▶ Given instruction A
In the patch summary below, retype the passage from "From af8d248215a0e6f725179c772bb97252cf84a545 Mon" up to and including "of index_select (#41127)".
▶ Given instruction B
According to the patch summary below, how many files does the change touch?

From af8d248215a0e6f725179c772bb97252cf84a545 Mon Sep 17 00:00:00 2001
From: FlyingQianMM <245467267@qq.com>
Date: Sun, 3 Apr 2022 13:12:55 +0800
Subject: [PATCH] add maximum limit for grid of index_select (#41127)

* limit grid dim for index select

* mv LimitGridDim into gpu_launch_config.h

* fix conflicts

* fix conflicts

* fix code style

* set block to 256

* fix grid setting

* set dtype of block_dim to unsigned int
---
 .../platform/device/gpu/gpu_launch_config.h   |  8 ++++
 .../phi/kernels/funcs/elementwise_grad_base.h | 44 ++++++++-----------
 paddle/phi/kernels/funcs/reduce_function.h    | 16 ++-----
 .../kernels/gpu/index_sample_grad_kernel.cu   |  9 +---
 paddle/phi/kernels/gpu/index_sample_kernel.cu |  9 +---
 .../kernels/gpu/index_select_grad_kernel.cu   | 23 +++++-----
 paddle/phi/kernels/gpu/index_select_kernel.cu | 35 +++++++--------
 7 files changed, 58 insertions(+), 86 deletions(-)

▶ Data section
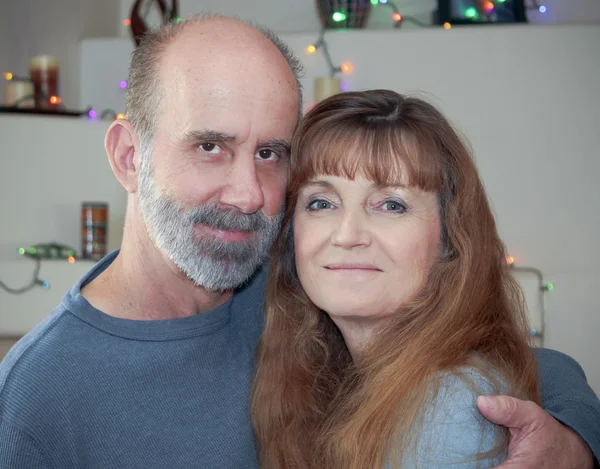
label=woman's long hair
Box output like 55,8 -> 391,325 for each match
252,90 -> 539,469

▶ Problem solution A
From af8d248215a0e6f725179c772bb97252cf84a545 Mon Sep 17 00:00:00 2001
From: FlyingQianMM <245467267@qq.com>
Date: Sun, 3 Apr 2022 13:12:55 +0800
Subject: [PATCH] add maximum limit for grid of index_select (#41127)

▶ Problem solution B
Seven files.